**Directions**
Lines from the one containing "Where can the eyeglasses" through the final line of the records are the only ones to copy, and each must match exactly.

**Material for the task**
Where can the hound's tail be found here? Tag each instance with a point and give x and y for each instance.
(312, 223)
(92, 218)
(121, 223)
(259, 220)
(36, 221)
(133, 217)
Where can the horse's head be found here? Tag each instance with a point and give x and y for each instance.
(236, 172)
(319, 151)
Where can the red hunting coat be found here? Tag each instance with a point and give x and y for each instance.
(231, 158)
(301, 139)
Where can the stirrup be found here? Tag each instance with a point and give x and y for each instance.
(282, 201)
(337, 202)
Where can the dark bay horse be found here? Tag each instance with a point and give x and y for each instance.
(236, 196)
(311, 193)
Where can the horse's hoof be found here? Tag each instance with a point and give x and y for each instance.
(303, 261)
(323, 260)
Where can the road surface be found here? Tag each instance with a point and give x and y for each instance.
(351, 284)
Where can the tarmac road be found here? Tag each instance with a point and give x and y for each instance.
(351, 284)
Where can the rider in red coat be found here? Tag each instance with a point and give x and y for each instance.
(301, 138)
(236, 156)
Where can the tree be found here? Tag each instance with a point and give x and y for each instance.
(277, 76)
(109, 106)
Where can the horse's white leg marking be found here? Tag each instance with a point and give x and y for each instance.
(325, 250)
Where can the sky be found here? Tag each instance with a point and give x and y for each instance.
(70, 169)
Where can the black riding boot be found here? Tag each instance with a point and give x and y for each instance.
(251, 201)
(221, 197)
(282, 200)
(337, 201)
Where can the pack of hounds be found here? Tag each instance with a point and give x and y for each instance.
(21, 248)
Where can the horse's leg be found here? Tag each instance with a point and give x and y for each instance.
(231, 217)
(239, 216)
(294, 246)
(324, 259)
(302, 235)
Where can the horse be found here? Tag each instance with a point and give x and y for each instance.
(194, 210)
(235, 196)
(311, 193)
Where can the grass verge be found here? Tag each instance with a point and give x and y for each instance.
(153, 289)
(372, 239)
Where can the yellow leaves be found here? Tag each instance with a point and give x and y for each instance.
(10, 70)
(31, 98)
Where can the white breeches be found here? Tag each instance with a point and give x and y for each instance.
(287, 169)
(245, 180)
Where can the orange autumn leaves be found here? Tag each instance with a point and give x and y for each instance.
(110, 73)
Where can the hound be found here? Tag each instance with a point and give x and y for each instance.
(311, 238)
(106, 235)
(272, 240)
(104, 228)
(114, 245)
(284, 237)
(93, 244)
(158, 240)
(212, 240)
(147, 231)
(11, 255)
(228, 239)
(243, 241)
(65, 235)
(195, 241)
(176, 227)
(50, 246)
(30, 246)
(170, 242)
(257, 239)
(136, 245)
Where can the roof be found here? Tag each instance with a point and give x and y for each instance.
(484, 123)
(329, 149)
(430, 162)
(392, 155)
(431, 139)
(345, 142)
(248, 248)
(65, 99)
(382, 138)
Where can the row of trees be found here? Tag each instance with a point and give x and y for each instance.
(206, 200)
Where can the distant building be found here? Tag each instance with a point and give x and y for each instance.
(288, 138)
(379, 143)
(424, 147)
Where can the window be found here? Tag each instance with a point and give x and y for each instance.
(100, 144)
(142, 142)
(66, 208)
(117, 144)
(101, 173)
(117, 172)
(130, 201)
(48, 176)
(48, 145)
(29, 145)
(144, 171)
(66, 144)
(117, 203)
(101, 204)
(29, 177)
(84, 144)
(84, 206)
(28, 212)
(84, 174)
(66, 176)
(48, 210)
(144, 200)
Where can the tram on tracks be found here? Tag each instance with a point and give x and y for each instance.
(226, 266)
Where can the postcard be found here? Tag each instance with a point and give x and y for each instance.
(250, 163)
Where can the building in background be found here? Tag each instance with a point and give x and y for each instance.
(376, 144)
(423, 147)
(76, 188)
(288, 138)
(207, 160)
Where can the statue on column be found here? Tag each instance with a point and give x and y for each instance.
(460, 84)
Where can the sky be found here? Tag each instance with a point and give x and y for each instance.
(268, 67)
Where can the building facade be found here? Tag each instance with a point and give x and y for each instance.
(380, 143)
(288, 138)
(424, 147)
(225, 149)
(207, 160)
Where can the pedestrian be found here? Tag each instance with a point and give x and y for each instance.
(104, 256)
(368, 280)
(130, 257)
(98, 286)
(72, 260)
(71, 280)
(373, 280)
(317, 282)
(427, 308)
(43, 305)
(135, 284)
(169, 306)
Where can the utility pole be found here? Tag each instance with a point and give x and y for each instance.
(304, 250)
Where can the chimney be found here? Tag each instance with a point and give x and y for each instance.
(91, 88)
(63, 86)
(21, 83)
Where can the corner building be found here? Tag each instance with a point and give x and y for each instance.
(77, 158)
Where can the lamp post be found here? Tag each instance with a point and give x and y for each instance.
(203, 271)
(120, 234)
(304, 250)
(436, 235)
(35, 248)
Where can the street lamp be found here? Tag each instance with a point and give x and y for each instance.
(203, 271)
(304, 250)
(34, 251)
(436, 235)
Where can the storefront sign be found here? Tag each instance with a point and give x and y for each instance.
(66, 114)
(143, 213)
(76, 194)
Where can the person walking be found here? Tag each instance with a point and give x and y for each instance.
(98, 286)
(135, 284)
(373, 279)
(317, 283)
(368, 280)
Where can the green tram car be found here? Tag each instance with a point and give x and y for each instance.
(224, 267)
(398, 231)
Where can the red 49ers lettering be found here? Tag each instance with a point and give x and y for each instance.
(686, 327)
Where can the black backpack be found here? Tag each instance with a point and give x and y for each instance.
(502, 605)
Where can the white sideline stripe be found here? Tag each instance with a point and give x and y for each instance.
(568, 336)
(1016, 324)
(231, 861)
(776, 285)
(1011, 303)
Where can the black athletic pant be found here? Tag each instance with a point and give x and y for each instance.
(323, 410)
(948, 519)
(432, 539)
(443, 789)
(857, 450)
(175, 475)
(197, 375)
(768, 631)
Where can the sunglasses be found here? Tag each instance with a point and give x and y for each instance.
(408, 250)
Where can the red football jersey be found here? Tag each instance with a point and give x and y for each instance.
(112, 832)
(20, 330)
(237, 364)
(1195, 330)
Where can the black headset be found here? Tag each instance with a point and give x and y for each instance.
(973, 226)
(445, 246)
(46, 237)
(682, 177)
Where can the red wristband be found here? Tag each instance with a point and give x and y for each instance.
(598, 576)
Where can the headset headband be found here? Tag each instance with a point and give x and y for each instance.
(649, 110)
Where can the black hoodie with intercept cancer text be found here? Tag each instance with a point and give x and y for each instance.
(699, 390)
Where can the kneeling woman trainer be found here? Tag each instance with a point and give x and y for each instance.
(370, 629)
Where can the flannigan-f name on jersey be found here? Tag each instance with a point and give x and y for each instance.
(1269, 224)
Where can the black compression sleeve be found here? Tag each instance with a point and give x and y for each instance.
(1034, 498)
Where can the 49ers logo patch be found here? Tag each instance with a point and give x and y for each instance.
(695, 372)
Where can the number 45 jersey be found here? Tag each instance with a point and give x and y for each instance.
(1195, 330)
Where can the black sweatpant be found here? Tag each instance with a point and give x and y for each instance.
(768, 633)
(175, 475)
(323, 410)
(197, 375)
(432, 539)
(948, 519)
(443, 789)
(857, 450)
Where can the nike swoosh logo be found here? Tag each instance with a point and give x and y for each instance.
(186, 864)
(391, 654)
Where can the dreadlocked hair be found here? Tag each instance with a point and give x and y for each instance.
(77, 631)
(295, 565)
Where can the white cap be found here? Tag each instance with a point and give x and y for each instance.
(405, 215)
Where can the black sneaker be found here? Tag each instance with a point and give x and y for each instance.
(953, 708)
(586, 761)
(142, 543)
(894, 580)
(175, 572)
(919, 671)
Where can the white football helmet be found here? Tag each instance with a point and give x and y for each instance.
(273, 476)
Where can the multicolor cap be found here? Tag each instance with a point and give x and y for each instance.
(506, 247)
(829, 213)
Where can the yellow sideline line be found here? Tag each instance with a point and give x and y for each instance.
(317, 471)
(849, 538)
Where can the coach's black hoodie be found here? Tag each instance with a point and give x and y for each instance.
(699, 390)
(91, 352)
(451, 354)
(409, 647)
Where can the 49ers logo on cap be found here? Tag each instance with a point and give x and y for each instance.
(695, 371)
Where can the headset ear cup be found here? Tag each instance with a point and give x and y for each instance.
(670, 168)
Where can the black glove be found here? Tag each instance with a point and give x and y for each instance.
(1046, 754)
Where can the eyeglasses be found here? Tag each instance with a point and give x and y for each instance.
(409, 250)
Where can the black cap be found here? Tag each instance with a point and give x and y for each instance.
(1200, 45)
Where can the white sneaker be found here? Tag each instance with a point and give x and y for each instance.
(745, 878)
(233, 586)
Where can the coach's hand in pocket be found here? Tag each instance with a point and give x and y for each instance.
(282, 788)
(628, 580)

**Written reply**
Where can the eyeglasses be found here? Tag each instance with a point and give x and y for each instance.
(409, 250)
Where can the black cap be found here? Tag each instance with a point and give x and y for each instance.
(1200, 45)
Where can the white sneaker be found here? Tag each instance with a point and give x and y for each instance.
(745, 878)
(233, 586)
Where can the coach's hand in pocket be found here? Tag each instance with a point and give x and y for each instance.
(282, 788)
(628, 580)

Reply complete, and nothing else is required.